__SUPPLIED MATERIAL__:
——————————
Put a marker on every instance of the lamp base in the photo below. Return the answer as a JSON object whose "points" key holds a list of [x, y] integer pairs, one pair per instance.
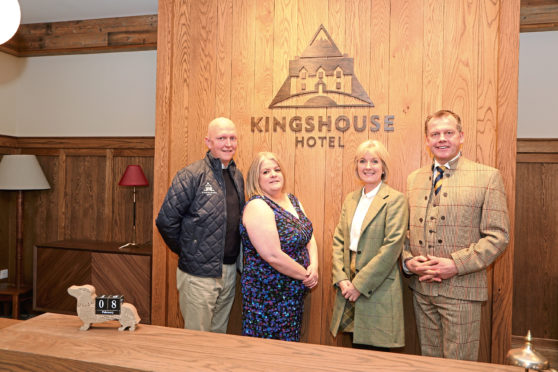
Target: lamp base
{"points": [[131, 245]]}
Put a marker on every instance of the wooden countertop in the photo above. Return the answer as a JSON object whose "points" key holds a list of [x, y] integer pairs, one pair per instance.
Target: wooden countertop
{"points": [[50, 341]]}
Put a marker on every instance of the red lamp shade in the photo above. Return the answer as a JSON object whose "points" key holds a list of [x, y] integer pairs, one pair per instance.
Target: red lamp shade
{"points": [[133, 176]]}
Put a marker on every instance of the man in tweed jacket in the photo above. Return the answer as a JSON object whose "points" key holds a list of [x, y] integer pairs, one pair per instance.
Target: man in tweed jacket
{"points": [[454, 235]]}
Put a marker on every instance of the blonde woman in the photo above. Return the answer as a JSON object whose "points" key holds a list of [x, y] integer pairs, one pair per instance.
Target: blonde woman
{"points": [[366, 247], [280, 254]]}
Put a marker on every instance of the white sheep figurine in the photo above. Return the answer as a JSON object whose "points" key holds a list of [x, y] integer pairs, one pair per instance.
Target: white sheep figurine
{"points": [[85, 295]]}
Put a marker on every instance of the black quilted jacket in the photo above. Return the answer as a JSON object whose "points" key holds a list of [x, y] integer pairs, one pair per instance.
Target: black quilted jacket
{"points": [[192, 219]]}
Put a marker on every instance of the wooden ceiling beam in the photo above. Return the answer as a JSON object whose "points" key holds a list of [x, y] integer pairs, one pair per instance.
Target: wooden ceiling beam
{"points": [[539, 15], [119, 34], [89, 36]]}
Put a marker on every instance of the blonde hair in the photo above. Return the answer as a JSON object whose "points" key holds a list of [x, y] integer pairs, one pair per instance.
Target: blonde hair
{"points": [[376, 147], [253, 176]]}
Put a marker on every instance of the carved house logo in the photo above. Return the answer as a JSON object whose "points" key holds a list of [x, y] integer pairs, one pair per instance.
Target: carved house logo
{"points": [[321, 77]]}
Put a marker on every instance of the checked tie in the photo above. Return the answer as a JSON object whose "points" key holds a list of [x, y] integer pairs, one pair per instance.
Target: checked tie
{"points": [[439, 178]]}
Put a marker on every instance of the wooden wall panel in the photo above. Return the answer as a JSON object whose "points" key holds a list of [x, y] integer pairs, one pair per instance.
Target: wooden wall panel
{"points": [[333, 198], [535, 260], [84, 201], [535, 307], [411, 57], [508, 72], [82, 197]]}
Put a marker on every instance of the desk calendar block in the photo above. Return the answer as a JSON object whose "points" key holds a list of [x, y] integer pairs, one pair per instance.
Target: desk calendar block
{"points": [[96, 309], [108, 305]]}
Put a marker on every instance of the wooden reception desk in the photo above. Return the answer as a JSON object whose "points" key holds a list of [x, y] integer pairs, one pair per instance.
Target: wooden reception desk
{"points": [[53, 342]]}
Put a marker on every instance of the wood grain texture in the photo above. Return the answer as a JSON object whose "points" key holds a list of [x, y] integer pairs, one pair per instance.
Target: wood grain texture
{"points": [[412, 58], [535, 306], [161, 161], [84, 200], [84, 36], [309, 176], [508, 71], [72, 268], [167, 349], [61, 264], [333, 195]]}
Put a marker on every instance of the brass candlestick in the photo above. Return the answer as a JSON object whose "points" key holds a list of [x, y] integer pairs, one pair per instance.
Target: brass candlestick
{"points": [[527, 357]]}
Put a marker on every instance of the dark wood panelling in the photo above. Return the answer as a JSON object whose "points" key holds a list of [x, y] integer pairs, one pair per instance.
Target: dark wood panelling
{"points": [[535, 297], [57, 270], [84, 197]]}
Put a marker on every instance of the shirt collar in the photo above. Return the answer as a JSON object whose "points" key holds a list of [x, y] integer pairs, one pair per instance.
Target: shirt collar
{"points": [[373, 192], [449, 164]]}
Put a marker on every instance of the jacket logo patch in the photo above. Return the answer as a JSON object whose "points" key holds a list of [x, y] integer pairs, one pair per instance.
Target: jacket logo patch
{"points": [[208, 189]]}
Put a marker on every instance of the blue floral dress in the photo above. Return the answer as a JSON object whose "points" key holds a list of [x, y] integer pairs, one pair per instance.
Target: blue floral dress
{"points": [[272, 303]]}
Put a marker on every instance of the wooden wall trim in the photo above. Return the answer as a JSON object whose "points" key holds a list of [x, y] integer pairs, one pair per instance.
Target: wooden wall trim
{"points": [[86, 36], [537, 145], [121, 143], [537, 150], [160, 260], [539, 15]]}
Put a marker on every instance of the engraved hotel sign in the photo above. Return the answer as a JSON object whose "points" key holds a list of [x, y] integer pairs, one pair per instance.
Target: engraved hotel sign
{"points": [[322, 77]]}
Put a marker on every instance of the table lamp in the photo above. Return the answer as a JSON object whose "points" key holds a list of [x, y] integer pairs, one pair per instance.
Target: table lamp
{"points": [[133, 176], [20, 173]]}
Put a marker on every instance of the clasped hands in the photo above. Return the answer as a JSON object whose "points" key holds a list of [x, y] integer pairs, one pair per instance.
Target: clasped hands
{"points": [[311, 279], [432, 268], [348, 290]]}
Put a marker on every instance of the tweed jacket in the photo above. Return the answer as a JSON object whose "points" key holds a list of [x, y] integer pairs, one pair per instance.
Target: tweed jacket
{"points": [[379, 310], [467, 222]]}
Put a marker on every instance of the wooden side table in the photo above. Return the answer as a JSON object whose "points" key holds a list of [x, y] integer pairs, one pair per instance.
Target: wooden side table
{"points": [[9, 292]]}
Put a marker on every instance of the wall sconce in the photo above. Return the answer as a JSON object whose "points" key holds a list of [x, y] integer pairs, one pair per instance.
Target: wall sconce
{"points": [[133, 176], [10, 18]]}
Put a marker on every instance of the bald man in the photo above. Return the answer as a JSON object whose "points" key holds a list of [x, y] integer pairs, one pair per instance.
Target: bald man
{"points": [[199, 221]]}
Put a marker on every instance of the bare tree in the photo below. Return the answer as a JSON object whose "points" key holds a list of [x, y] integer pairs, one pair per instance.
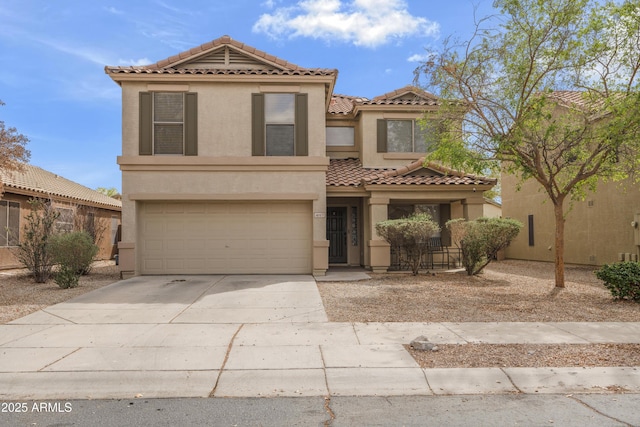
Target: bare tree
{"points": [[13, 153], [550, 91]]}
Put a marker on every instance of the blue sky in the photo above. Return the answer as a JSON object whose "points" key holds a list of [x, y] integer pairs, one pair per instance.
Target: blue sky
{"points": [[53, 55]]}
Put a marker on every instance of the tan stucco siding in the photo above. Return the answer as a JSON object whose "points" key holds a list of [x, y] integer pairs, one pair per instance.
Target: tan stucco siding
{"points": [[224, 115], [596, 229]]}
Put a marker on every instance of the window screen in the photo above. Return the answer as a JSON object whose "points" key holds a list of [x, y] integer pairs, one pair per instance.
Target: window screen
{"points": [[9, 223], [280, 124], [340, 136], [168, 123]]}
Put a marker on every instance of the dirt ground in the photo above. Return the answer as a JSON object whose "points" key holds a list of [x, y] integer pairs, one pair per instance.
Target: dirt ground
{"points": [[19, 295], [508, 291]]}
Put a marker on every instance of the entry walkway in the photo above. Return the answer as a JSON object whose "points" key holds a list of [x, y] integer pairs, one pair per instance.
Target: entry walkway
{"points": [[263, 336]]}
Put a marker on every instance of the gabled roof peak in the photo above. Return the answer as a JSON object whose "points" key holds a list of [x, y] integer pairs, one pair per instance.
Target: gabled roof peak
{"points": [[406, 93], [199, 53]]}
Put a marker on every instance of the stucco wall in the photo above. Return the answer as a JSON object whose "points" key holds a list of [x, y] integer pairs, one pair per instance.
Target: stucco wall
{"points": [[596, 229], [107, 248], [224, 115]]}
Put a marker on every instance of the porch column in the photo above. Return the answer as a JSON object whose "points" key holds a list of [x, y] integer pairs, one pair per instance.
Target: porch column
{"points": [[379, 249], [473, 207]]}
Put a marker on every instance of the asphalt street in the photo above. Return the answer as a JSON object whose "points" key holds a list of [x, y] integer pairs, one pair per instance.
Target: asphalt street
{"points": [[473, 410]]}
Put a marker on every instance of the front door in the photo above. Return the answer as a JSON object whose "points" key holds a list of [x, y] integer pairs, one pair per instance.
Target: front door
{"points": [[337, 235]]}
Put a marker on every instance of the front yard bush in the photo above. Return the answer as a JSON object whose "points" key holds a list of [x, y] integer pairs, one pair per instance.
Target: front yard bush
{"points": [[622, 279], [481, 239], [74, 252], [411, 234], [33, 251]]}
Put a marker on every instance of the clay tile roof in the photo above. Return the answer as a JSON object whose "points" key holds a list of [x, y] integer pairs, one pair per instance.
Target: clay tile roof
{"points": [[343, 104], [38, 180], [347, 173], [350, 173]]}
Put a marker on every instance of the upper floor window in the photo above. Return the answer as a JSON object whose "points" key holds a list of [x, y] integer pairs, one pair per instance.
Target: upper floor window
{"points": [[279, 124], [404, 136], [280, 119], [9, 223], [340, 136], [168, 123], [65, 221]]}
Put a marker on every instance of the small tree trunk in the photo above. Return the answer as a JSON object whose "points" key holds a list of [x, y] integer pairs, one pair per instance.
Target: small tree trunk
{"points": [[559, 242]]}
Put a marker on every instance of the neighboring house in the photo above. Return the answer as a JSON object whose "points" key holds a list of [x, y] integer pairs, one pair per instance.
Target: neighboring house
{"points": [[601, 229], [235, 161], [79, 207]]}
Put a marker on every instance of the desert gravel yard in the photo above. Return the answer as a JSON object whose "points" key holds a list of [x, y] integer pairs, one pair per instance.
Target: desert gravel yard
{"points": [[508, 291], [19, 295]]}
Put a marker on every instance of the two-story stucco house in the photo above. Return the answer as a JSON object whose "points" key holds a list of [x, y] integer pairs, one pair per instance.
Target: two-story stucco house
{"points": [[235, 161]]}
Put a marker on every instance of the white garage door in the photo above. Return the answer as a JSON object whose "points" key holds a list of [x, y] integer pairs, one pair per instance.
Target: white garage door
{"points": [[225, 238]]}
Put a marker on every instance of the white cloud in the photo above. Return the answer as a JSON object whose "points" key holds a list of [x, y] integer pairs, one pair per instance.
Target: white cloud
{"points": [[368, 23], [135, 62], [419, 57], [87, 54], [114, 11]]}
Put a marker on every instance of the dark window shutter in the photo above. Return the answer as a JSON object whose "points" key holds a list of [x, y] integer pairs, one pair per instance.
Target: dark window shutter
{"points": [[445, 215], [191, 124], [257, 124], [145, 143], [382, 136], [302, 125]]}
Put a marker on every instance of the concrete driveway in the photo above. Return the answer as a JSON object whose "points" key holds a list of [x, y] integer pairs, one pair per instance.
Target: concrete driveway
{"points": [[261, 336]]}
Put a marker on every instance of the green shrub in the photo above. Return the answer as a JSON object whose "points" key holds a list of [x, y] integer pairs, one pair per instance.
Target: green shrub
{"points": [[622, 279], [74, 252], [33, 251], [411, 234], [480, 240], [66, 278]]}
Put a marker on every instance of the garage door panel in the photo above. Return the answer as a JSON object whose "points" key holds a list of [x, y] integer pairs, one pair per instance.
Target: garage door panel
{"points": [[225, 238]]}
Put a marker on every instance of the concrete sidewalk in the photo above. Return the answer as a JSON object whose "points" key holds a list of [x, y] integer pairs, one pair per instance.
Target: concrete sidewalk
{"points": [[263, 336]]}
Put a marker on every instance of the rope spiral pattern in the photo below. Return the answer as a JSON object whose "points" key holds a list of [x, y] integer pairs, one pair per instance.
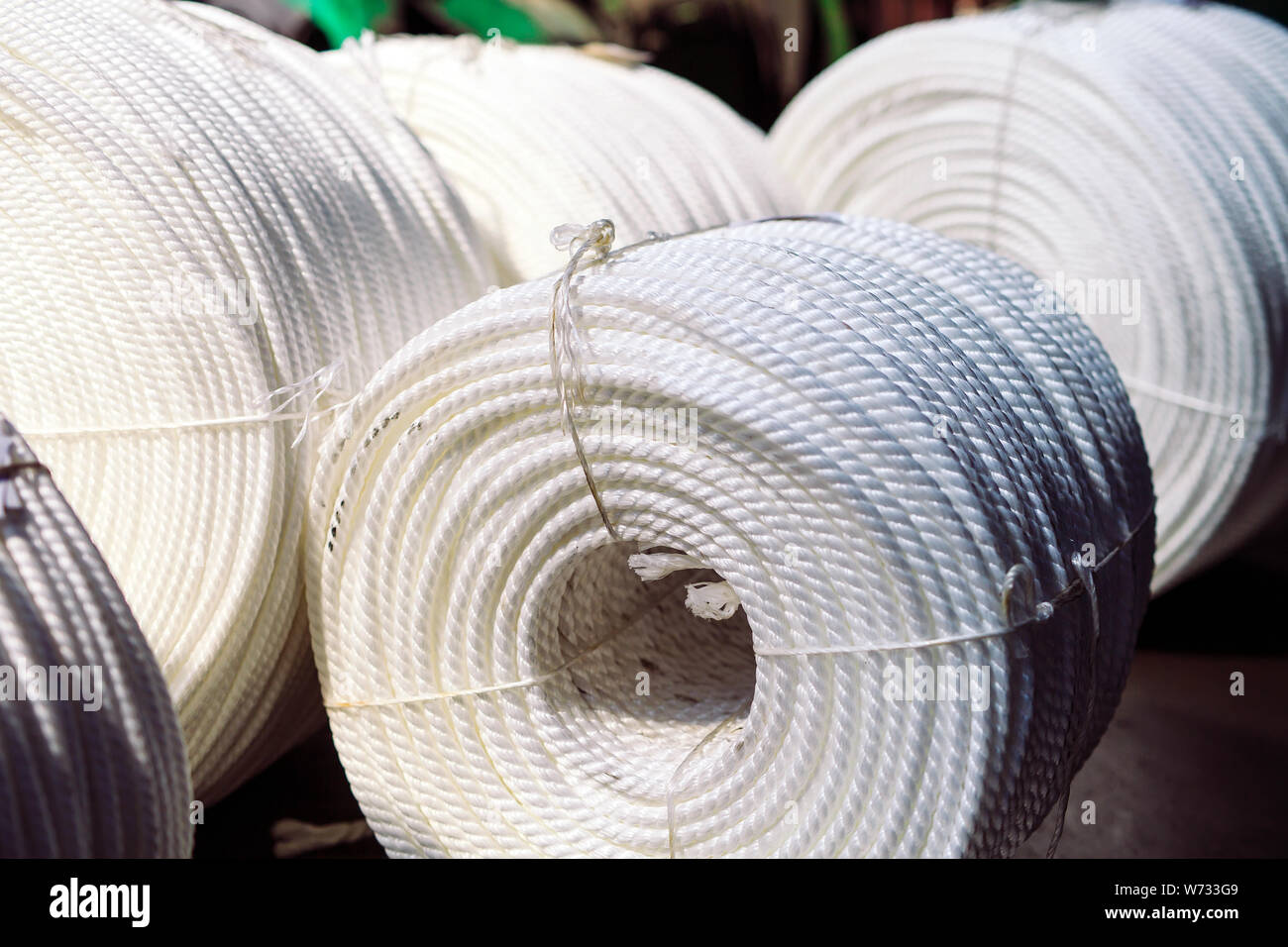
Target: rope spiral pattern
{"points": [[875, 451], [205, 247], [76, 780], [1132, 157], [535, 136]]}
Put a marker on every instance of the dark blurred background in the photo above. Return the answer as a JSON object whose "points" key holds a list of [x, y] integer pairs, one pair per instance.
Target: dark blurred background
{"points": [[1186, 768]]}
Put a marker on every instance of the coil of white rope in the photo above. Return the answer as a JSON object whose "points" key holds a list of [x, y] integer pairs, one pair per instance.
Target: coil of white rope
{"points": [[535, 136], [206, 245], [880, 462], [1132, 157], [91, 763]]}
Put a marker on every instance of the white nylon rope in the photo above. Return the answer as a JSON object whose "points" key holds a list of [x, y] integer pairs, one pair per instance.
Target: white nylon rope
{"points": [[206, 245], [532, 136], [101, 771], [1132, 153], [889, 460]]}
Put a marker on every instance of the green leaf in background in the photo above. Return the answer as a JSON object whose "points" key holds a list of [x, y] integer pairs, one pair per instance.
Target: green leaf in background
{"points": [[836, 29], [340, 20], [484, 16]]}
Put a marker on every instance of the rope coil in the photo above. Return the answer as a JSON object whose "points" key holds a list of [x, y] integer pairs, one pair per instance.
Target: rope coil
{"points": [[1132, 157], [81, 775], [887, 434], [209, 245], [532, 134]]}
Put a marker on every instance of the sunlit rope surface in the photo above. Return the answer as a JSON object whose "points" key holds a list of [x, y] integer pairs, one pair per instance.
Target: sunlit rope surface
{"points": [[1134, 158], [91, 764], [205, 247], [532, 137], [871, 440]]}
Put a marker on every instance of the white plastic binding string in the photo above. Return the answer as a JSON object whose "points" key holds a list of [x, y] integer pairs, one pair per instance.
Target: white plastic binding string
{"points": [[1131, 155], [889, 445], [209, 245], [91, 764], [529, 134]]}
——————————
__DESCRIPTION OF THE TASK__: Set down nothing but the lines from the one with "Put a marker on every instance of the green leaf" through the end of the records, keeping each line exactly as written and including both ends.

__COMPLETED EXERCISE__:
Put a marker on every instance of the green leaf in background in the photo above. Return the answer as a JSON object whose "points" key holds a list of [x, y] integer pairs, one pair per instance.
Target: green leaf in background
{"points": [[836, 29], [340, 20], [484, 16]]}
Put a marker on every instance of the rope coil in the photo above. Return the answer as a JSON object whose "points" key holds a list of [x, y] integer pairs, one pair per instance.
Target: rope coil
{"points": [[1132, 157], [81, 775], [887, 434], [209, 245], [532, 134]]}
Put a marker on every instance of the sunlit rope surface in the photo above. Return the answer as a JSON object whose "points" key holds a list of [x, y] integer pairs, one pair per instance.
Target: sunlit rope surface
{"points": [[1134, 158], [91, 764], [205, 247], [532, 137], [871, 440]]}
Put a marker on every instance of the white plastic binding string in the photo above. Return the answer as a JSON object whose "points" key holds a list of [x, y] integer pairs, one pair per instance.
Target: white plastic binding string
{"points": [[1131, 155], [889, 445], [209, 245], [91, 764], [529, 134]]}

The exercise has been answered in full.